RECORDED INFORMATION:

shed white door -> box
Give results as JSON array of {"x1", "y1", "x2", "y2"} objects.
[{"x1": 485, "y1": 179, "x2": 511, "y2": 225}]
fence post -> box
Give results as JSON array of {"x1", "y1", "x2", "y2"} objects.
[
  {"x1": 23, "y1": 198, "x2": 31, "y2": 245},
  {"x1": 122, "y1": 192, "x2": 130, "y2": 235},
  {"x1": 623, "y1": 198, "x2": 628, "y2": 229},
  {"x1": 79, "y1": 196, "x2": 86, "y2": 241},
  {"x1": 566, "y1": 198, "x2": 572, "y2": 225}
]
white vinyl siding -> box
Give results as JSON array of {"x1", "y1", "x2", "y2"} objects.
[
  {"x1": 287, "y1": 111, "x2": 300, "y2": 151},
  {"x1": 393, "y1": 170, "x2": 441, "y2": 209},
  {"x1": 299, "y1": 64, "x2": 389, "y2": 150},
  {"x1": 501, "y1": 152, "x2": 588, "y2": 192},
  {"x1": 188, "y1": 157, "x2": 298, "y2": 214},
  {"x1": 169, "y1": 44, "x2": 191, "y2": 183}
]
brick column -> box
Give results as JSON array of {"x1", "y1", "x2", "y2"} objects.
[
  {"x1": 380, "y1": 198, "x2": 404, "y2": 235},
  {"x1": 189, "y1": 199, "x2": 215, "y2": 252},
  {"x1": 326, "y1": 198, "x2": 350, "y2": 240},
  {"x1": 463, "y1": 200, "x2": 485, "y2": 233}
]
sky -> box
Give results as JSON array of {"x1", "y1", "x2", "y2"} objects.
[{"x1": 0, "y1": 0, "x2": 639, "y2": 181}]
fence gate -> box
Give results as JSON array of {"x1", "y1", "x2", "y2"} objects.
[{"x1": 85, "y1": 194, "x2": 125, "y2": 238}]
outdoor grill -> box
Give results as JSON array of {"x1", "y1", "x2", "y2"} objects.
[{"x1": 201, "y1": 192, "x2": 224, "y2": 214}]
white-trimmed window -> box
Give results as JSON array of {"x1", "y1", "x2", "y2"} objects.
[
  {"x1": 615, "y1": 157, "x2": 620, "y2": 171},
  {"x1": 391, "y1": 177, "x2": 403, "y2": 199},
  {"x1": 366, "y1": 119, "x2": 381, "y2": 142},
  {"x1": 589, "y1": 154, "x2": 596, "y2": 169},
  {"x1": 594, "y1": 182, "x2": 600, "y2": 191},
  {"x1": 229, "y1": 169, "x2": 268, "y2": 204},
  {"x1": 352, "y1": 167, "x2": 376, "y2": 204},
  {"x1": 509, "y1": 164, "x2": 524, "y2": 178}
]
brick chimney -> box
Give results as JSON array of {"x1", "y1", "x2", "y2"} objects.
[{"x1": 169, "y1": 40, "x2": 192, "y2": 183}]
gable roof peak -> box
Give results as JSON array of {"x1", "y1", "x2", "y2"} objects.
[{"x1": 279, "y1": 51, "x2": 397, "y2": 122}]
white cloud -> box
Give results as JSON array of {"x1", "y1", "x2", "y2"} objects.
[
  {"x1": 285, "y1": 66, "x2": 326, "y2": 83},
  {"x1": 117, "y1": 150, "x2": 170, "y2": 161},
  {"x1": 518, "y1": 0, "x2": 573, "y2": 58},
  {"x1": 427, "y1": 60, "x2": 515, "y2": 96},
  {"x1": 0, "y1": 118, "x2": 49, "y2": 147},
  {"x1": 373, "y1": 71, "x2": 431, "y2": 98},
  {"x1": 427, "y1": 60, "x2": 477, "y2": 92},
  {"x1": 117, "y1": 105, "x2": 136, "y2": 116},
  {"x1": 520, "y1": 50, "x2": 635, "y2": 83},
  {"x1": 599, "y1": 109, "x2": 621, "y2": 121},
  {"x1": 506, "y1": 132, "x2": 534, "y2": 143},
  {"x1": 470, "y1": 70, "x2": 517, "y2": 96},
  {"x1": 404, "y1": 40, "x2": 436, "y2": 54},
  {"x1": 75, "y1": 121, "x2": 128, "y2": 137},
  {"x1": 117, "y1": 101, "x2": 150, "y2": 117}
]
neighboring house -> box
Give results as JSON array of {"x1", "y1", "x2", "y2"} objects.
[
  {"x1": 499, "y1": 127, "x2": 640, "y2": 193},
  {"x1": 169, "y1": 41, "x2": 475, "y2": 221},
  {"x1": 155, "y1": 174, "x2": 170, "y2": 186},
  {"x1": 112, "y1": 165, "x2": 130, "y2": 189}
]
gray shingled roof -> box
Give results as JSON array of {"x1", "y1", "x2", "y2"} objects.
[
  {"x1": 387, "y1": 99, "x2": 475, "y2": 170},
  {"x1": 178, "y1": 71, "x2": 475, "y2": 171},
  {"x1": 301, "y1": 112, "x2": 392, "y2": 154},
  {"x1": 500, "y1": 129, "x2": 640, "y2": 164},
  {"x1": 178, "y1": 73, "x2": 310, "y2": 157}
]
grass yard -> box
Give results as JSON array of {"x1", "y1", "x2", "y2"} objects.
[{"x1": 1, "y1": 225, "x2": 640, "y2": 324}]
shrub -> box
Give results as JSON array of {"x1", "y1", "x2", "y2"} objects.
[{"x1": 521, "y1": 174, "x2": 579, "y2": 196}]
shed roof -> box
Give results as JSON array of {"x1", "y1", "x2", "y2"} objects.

WORK INSTRUCTIONS:
Exactly as given, restate all the lines above.

WRITTEN RESPONSE:
shed white door -> box
Give results as JSON array of {"x1", "y1", "x2", "y2"} objects.
[{"x1": 485, "y1": 179, "x2": 511, "y2": 225}]
fence post -> box
Give results as JSON array of {"x1", "y1", "x2", "y2"} objects.
[
  {"x1": 23, "y1": 198, "x2": 31, "y2": 245},
  {"x1": 122, "y1": 192, "x2": 130, "y2": 235},
  {"x1": 623, "y1": 198, "x2": 628, "y2": 229},
  {"x1": 79, "y1": 196, "x2": 86, "y2": 241},
  {"x1": 566, "y1": 198, "x2": 572, "y2": 225}
]
white vinyl siding -> box
Give results as JSON array of {"x1", "y1", "x2", "y2"} objects.
[
  {"x1": 287, "y1": 111, "x2": 300, "y2": 151},
  {"x1": 393, "y1": 170, "x2": 441, "y2": 209},
  {"x1": 299, "y1": 64, "x2": 389, "y2": 150},
  {"x1": 501, "y1": 152, "x2": 588, "y2": 192},
  {"x1": 188, "y1": 157, "x2": 298, "y2": 214},
  {"x1": 169, "y1": 44, "x2": 191, "y2": 183}
]
brick column -> box
Give results as JSON array of {"x1", "y1", "x2", "y2"} objects.
[
  {"x1": 380, "y1": 198, "x2": 404, "y2": 235},
  {"x1": 189, "y1": 199, "x2": 215, "y2": 252},
  {"x1": 326, "y1": 198, "x2": 350, "y2": 240},
  {"x1": 463, "y1": 200, "x2": 485, "y2": 233}
]
sky -> box
Give results as JSON array of {"x1", "y1", "x2", "y2"} objects.
[{"x1": 0, "y1": 0, "x2": 639, "y2": 181}]
fence gate -> box
Give results as JSON array of {"x1", "y1", "x2", "y2"} objects.
[{"x1": 85, "y1": 194, "x2": 125, "y2": 238}]
outdoor grill -> box
Give results as JSON array of {"x1", "y1", "x2", "y2"} objects.
[{"x1": 201, "y1": 192, "x2": 224, "y2": 214}]
white-trimmed window -> box
Give results as JSON array of {"x1", "y1", "x2", "y2"} objects.
[
  {"x1": 615, "y1": 157, "x2": 620, "y2": 171},
  {"x1": 391, "y1": 177, "x2": 403, "y2": 199},
  {"x1": 366, "y1": 119, "x2": 381, "y2": 142},
  {"x1": 589, "y1": 154, "x2": 596, "y2": 169},
  {"x1": 594, "y1": 182, "x2": 600, "y2": 191},
  {"x1": 229, "y1": 169, "x2": 268, "y2": 204},
  {"x1": 352, "y1": 167, "x2": 376, "y2": 204},
  {"x1": 509, "y1": 164, "x2": 524, "y2": 178}
]
brick chimney -> box
Give results as JSON array of {"x1", "y1", "x2", "y2"} objects.
[{"x1": 169, "y1": 40, "x2": 192, "y2": 183}]
gable roof peak -> box
Give results as JSON array of {"x1", "y1", "x2", "y2"} objects.
[{"x1": 279, "y1": 51, "x2": 397, "y2": 122}]
white cloud -> box
Give results as JSON array of {"x1", "y1", "x2", "y2"} objects.
[
  {"x1": 285, "y1": 66, "x2": 326, "y2": 83},
  {"x1": 117, "y1": 150, "x2": 170, "y2": 161},
  {"x1": 518, "y1": 0, "x2": 573, "y2": 58},
  {"x1": 427, "y1": 60, "x2": 515, "y2": 96},
  {"x1": 0, "y1": 118, "x2": 49, "y2": 147},
  {"x1": 373, "y1": 71, "x2": 431, "y2": 98},
  {"x1": 427, "y1": 60, "x2": 477, "y2": 92},
  {"x1": 117, "y1": 105, "x2": 136, "y2": 116},
  {"x1": 520, "y1": 50, "x2": 635, "y2": 83},
  {"x1": 599, "y1": 109, "x2": 621, "y2": 121},
  {"x1": 506, "y1": 132, "x2": 534, "y2": 143},
  {"x1": 470, "y1": 70, "x2": 517, "y2": 96},
  {"x1": 404, "y1": 40, "x2": 436, "y2": 54},
  {"x1": 75, "y1": 121, "x2": 128, "y2": 137},
  {"x1": 117, "y1": 101, "x2": 150, "y2": 117}
]
neighboring house -> box
Give results as JSON array of {"x1", "y1", "x2", "y2"} objects.
[
  {"x1": 499, "y1": 127, "x2": 640, "y2": 193},
  {"x1": 169, "y1": 41, "x2": 475, "y2": 221},
  {"x1": 155, "y1": 174, "x2": 170, "y2": 186},
  {"x1": 112, "y1": 165, "x2": 130, "y2": 189}
]
gray shingled roof -> box
Give results as JSON array of {"x1", "y1", "x2", "y2"} objects.
[
  {"x1": 387, "y1": 99, "x2": 475, "y2": 170},
  {"x1": 178, "y1": 71, "x2": 475, "y2": 171},
  {"x1": 301, "y1": 112, "x2": 392, "y2": 154},
  {"x1": 500, "y1": 129, "x2": 640, "y2": 164},
  {"x1": 178, "y1": 73, "x2": 310, "y2": 157}
]
grass yard -> box
Give results as JSON array of {"x1", "y1", "x2", "y2"} objects.
[{"x1": 1, "y1": 225, "x2": 640, "y2": 324}]
shrub -> box
Give results as JSON array of {"x1", "y1", "x2", "y2"} objects.
[{"x1": 521, "y1": 174, "x2": 579, "y2": 196}]
shed roof -> box
Give results as JSON array of {"x1", "y1", "x2", "y2"} objects.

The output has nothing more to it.